■ DIRECTIONS FOR THIS TASK ■
The records below are to be reproduced exactly, and no picture should appear in the copy.

╭─ EXTRACTED RECORDS

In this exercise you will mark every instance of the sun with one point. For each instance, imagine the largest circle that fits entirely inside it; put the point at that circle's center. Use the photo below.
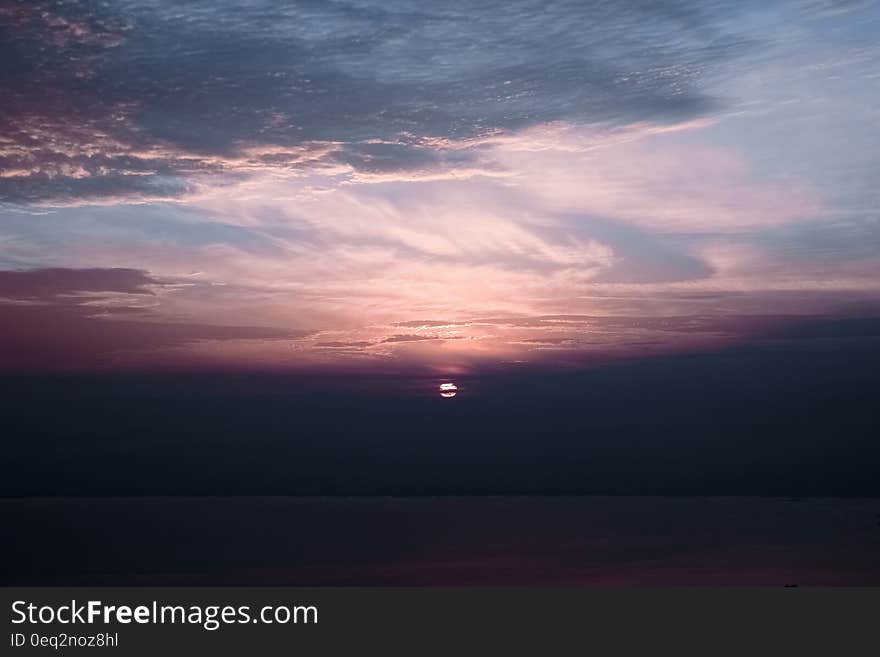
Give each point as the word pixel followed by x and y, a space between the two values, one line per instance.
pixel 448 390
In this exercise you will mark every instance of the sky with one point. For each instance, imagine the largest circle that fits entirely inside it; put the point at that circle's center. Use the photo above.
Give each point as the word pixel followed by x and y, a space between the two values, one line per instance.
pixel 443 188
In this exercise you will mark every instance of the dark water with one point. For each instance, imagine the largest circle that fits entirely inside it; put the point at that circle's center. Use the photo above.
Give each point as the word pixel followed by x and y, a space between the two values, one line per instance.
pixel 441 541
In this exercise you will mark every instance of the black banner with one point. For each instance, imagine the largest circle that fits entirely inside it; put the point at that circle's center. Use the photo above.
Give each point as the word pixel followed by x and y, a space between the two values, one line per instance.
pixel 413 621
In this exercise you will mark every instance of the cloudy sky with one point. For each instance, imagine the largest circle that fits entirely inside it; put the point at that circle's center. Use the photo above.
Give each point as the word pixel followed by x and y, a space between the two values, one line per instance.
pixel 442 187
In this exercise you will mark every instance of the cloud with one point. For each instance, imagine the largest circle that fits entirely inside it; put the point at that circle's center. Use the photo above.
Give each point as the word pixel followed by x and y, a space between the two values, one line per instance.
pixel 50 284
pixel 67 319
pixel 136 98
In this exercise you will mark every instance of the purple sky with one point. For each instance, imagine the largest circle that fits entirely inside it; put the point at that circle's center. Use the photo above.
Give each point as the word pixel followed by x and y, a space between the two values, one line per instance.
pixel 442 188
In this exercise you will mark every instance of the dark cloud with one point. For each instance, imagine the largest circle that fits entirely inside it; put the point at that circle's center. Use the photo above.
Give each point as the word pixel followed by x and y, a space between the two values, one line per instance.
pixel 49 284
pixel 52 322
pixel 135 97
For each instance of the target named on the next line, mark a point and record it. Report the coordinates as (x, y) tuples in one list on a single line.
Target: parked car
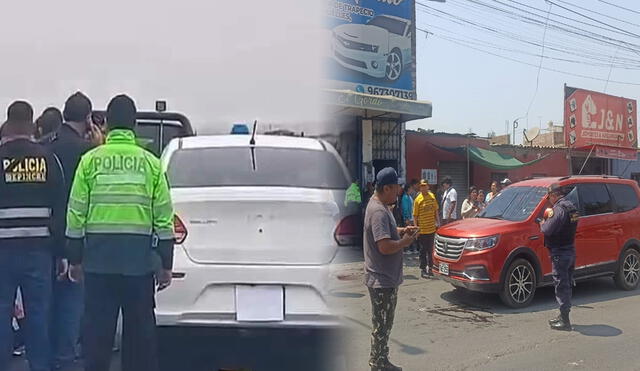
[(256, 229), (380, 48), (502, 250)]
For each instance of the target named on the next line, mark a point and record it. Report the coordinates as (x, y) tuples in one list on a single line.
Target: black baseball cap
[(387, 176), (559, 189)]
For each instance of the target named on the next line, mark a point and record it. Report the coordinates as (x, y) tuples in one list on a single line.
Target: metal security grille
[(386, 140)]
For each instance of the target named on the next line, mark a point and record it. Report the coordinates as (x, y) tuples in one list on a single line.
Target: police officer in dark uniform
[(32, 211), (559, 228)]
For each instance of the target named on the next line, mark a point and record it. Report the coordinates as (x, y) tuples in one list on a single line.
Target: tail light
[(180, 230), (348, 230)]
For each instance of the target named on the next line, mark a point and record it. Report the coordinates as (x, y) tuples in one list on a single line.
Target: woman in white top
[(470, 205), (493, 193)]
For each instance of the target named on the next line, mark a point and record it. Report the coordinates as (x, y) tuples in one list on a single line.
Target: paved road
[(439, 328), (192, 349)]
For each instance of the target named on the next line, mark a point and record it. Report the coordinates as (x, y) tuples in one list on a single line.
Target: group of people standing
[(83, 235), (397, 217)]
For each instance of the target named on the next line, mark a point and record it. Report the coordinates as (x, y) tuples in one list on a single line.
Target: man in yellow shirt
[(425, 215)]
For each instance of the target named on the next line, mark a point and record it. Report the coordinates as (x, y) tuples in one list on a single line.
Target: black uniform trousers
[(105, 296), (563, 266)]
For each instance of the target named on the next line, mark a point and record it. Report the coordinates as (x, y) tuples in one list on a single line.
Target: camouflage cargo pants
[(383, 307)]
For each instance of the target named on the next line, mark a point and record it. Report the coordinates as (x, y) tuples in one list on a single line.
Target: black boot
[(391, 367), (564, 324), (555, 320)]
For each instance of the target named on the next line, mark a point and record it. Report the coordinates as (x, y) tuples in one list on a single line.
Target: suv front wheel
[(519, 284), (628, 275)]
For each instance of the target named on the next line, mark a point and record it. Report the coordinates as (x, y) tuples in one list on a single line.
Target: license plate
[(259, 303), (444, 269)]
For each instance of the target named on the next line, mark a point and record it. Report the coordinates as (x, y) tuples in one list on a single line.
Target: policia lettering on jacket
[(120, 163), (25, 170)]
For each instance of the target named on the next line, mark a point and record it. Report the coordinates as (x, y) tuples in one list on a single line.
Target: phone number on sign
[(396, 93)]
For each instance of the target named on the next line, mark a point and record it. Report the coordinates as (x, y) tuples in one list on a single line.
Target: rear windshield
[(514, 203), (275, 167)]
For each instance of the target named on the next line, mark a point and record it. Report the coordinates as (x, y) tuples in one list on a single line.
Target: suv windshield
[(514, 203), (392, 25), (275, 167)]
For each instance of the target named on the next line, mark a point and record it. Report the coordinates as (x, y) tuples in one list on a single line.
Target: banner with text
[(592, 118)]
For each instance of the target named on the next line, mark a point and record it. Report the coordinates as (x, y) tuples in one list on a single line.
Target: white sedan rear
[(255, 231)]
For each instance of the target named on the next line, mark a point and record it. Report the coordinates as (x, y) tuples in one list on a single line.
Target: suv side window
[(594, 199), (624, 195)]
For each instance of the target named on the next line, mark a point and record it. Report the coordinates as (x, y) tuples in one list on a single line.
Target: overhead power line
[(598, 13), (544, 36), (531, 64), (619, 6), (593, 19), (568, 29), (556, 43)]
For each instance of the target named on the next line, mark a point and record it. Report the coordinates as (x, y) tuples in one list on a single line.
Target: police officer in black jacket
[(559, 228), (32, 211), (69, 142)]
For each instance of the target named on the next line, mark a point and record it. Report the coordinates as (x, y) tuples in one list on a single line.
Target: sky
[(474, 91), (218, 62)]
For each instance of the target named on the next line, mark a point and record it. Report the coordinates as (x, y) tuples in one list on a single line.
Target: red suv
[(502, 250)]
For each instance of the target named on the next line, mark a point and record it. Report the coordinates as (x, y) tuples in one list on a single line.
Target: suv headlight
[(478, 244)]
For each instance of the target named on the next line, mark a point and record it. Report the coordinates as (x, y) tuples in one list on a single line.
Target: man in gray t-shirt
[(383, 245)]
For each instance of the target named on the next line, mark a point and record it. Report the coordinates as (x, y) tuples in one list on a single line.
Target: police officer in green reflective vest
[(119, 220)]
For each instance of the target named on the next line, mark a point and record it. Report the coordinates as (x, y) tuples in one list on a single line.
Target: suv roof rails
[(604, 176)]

╰─

■ TASK RESULT ■
In this exercise you will mark every instance of the sun with one point. For each instance, imagine the largest circle that fits entirely inside it; put the point at that circle's center. Use the photo below.
Give each point as the word pixel followed by x and y, a space between the two values, one line per instance.
pixel 448 390
In this exercise you will mark every instance of the sky with one point. For each instance, imagine the largest circle that fits entirely inside it; put the point at that circle's center. Use the photo above.
Give each point as the word pixel followed by x and y, a space between the two values, one line per instance.
pixel 443 188
In this exercise you will mark every instance of the dark water with one point. For each instance, imagine the largest circle that fits entirely inside it; put the point at that circle's center. Use the photo above.
Give each point as the word pixel followed by x and y, a space between the two values, one line per instance.
pixel 441 541
In this exercise you will mark every instance of the black banner with one point. For each instance, imagine the largest circle that fits entirely inside it; put the point at that circle's center. Use the photo above.
Give each point as the word pixel followed by x and y, a space between the two values, one line per instance.
pixel 413 621
In this exercise you will mark every instance of the cloudy sky with one point. For each instance, imagine the largest circle that fits entirely inside it; put the point at that circle's center. Use the photo above.
Give each point as the word pixel followed by x and y, a space between the two values, one line per instance.
pixel 442 187
In this exercise you will mark every instance of the cloud with one point. For each instance, imagine the largest circle that fits entirely inside it; put the point at that circle's center. Use the photo above.
Give each point as the word pixel followed by x and y, a space between the two values, one line per instance.
pixel 50 284
pixel 67 319
pixel 136 98
In this exercise you will mark every instance of the purple sky with one point. For each instance, imagine the largest circle that fits entirely inside it; put the point at that circle's center. Use the photo above.
Give each point as the word pixel followed by x and y, a space between the two values, one line per instance.
pixel 442 188
In this exercise you will mark every instance of the dark cloud with one point. For each instance, imagine the largest circle that fits entirely inside it; put the point at that circle's center. Use the photo above.
Give each point as the word pixel followed by x and y, a space between the two values, one line per instance.
pixel 49 284
pixel 52 322
pixel 135 97
For each instance of the target named on the next line, mark a point and record it. Report the coordinates as (x, y) tuples in one list on a single line.
Target: parked car
[(256, 229), (380, 48), (502, 250)]
For each instance of the target named on the next line, mark a point and record it. Report the coordinates as (x, y) tuples in one list on a single line.
Target: black baseball cap
[(387, 176), (559, 189)]
For each instance of the target named on the next line, mark a point and record it. Report the coordinates as (x, y) tuples in one list on a single line.
Target: metal security grille
[(386, 140)]
For each instance of the target named on the next line, mark a point and record it. Report the coordinates as (x, y) tuples in one list on a single line.
Target: police officer in dark uniform
[(32, 211), (559, 228)]
For each instance of the target named on the next line, mark a point and record it. Report the coordinates as (x, y) tuples in one list on a single line.
Target: tail light
[(180, 230), (348, 230)]
For each instance of the target named on the next line, mark a point and record it. Report the coordinates as (x, y) tuples in one list on a single line.
Target: woman in white top
[(470, 205), (493, 193)]
For each instance of the target named on the next line, mark a point and record it. Report the coordinates as (x, y) tuples in one list on a single line.
Target: paved road
[(439, 328), (192, 349)]
For each instance of the target named on the next line, mark a point and record it. Report the coordinates as (x, y) tuples in one list on a single line.
Target: group of people standing
[(83, 235), (397, 217)]
For each instance of the target named on the next line, mark a point and record it. Report the coordinates as (x, y) tuples in one list on a single line.
Target: man in yellow shirt
[(425, 215)]
For each instance of the target named on the next line, mark a point and record it. Report the coordinates as (x, y) tuples in one list on a single line.
Target: black uniform trousers
[(105, 296), (563, 266)]
For each instance of the target named on the next line, mark a point and record it. Report the coordinates as (x, y) tuples in one list on a single line.
Target: camouflage cargo pants
[(383, 307)]
For each instance of the target named on the next line, mark a point and record it. Report the coordinates as (x, y) tuples in one list on a single line.
Target: black boot
[(391, 367), (564, 324), (555, 320)]
For each instance of the target named on the next line, mark a point and record it. Report the coordinates as (x, y) tuples in one list on a single line.
Target: suv front wheel
[(519, 284), (628, 275)]
For each instance of the target named on the next line, mark a point and record it. Report the coordinates as (x, y) tuples in one list on a single line.
Target: license plate
[(259, 303), (444, 269)]
For each instance of the target named on the next line, mark a point and record it. Report the coordinates as (x, y) tuples in one list on a single line.
Target: policia lettering on jacket
[(120, 163), (25, 170)]
For each instance of the target named on the next line, mark a point and record it. Report the coordinates as (x, y) tuples in one list on a single line.
Target: phone number on sign
[(396, 93)]
For each instance of the target named on the next line, mark a point and record it. Report the coordinates as (x, y) tuples in one list on a single line.
Target: rear windshield
[(514, 203), (275, 167)]
For each instance of the target named on the next line, mark a point and record it. Report the coordinates as (x, y) tuples in one list on a single line.
Target: suv windshield
[(514, 203), (392, 25), (275, 167)]
For each instance of the target named on the next line, mark a point and record it. Report the coordinates as (x, y) tuples in one list on a single line.
Target: banner with text
[(592, 118)]
For each instance of the target named on the next line, mark a point and record it. Report the coordinates as (x, y) tuples in one list on a single line.
Target: white sedan rear
[(255, 231)]
For each instance of the target named on the next line, mark a point and record it. Report the coordinates as (x, y) tuples in one list on a single line.
Target: suv side window
[(594, 199), (624, 195)]
For each instance of the target named on the next line, mark a point and record it. Report the coordinates as (x, y) tuples in one list on a single line.
Target: overhead power line
[(598, 13), (544, 36), (531, 64), (619, 6), (593, 19), (568, 29), (556, 43)]
For each instance of the target named on the next line, mark a point and record it. Report the coordinates as (x, y) tuples in one list on a single line.
Target: police officer in black jacket
[(559, 228), (32, 211), (69, 142)]
For each instance of the target named on the next line, mark a point and record it. Report the coordinates as (x, y) tuples in one list on a single line.
Target: sky
[(474, 91), (218, 62)]
For each instance of the target named on the next line, mark a point and record it. Report the coordinates as (x, y) tuples in one list on a single line.
Target: red suv
[(502, 250)]
For each instance of the target named on the next line, mark a point and record it. Report the coordinates as (x, y) tuples in one list on a single line.
Target: suv headlight
[(478, 244)]
For each instance of the target named on the next line, mark a point and record it. Report the coordinates as (x, y) tuples in one list on a single line.
Target: man in gray t-shirt
[(383, 245)]
For each instance of the target named on the next line, mark a point and record it. Report the coordinates as (x, y) tuples in one list on a single line.
Target: police officer in green reflective vest
[(119, 220)]
For each instance of the target named on the next line, mark a point and record it. Report the coordinates as (x, y) tuples in one list on a single line.
Target: suv roof rails
[(604, 176)]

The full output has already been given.